*** DATA RECORDS Section Begins ***
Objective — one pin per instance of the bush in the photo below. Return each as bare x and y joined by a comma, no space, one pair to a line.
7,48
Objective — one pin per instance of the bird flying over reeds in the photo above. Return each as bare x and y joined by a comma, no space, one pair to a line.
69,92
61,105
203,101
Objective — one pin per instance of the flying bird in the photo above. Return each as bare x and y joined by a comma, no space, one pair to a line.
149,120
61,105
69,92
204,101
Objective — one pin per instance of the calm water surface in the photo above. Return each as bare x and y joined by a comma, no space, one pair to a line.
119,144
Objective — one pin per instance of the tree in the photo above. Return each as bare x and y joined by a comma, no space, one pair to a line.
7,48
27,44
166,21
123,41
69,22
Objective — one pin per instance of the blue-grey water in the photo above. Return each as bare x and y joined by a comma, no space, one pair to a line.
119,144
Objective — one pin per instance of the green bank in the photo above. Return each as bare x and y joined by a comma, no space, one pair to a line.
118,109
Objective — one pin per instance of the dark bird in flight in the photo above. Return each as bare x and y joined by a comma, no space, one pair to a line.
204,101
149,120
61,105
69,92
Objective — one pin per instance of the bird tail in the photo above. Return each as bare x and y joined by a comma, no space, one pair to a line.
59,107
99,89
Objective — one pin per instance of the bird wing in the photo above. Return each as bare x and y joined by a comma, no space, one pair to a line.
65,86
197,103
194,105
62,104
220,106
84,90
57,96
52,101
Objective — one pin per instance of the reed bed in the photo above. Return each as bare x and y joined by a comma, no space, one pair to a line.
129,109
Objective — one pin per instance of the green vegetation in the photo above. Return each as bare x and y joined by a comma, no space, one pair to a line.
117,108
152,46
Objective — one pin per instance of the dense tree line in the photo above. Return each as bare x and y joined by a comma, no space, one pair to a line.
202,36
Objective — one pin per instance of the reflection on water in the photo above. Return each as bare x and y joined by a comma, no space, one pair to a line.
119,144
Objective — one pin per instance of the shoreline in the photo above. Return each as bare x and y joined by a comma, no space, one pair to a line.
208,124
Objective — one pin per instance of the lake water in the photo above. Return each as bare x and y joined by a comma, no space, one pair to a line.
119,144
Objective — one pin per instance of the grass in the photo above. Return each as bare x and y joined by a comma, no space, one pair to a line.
*** DATA RECORDS Section Ends ***
**WHAT YOU ARE ASKED TO DO**
From the data above, output every line exactly.

**SOLUTION TO THIS EXERCISE**
Objective — one pin per instance of the bush in the photo below. Return each as bare x and y joined by a comma, no space, one pair to a line.
7,48
Objective — one pin per instance of the bird flying over reeds in the photo above. Return each as bare x and y joined by a comma, no space, one pair to a line.
69,92
61,105
203,101
Objective — one pin per instance of the flying bird in the photo above. Return each as bare x and y joined by a comma, no space, one pair to a line.
149,120
61,105
69,92
204,101
Objective — one pin per instance of the calm water surface in the photo above. Return each as bare x and y joined by a comma, no space, one pair to a line.
119,144
Objective — one pin per instance of the tree in the photo above. Return each as bare x and y joined by a comma, no space, one pair to a line.
7,48
27,44
166,21
123,41
69,22
Objective — one pin per instance of the blue-grey water in the photo above. Return each as bare x and y joined by a comma, no space, one pair to a line.
119,144
Objective — one pin per instance of the green bank in the photo above. Return each as bare x and y joined by a comma, no space, one pair to a line.
118,109
Objective — one pin per instance of the dark bird in flight in the photo above. Return each as bare x and y joined by a comma, no space, one pair to a line.
204,101
149,120
61,105
69,92
Objective — one pin per instance of the bird tail in the photo above. Return each as bare x and y joined by a comma, no space, one pair to a line.
59,107
99,89
Objective — one pin per instance of the bird wing in the photo above. Return each as bare x and y joined by a comma, no space, one pair to a line.
65,86
197,103
194,105
62,104
220,106
84,90
57,96
52,101
Objective — one pin per instance of the reed bed in the photo above. Return each as bare x and y joined by a comma, no space, one pair to a line.
129,109
Objective — one pin per instance of the green vegetation in the photo above. Return each as bare x and y joined by a comma, no space, one pair to a line.
117,108
152,46
Objective — one pin per instance of the dense tree line in the photo above. Return each as bare x and y joined by a comma, no space, one pair to a line.
202,36
Objective — one pin per instance of the reflection on water in the photo above. Return each as bare x and y joined by a comma, no space, one pair to a line.
119,144
Objective — one pin per instance of the shoreline in the photo above. Return each as bare x and y joined by a comma, no space, one pair to a line.
208,124
Objective — one pin per instance of the lake water in the photo above. Return each as bare x and y joined by a comma, no space, one pair to a line.
119,144
Objective — one pin per instance of the grass in the photo above. Return each as bare x and y joined by a comma, no space, one pair to a line.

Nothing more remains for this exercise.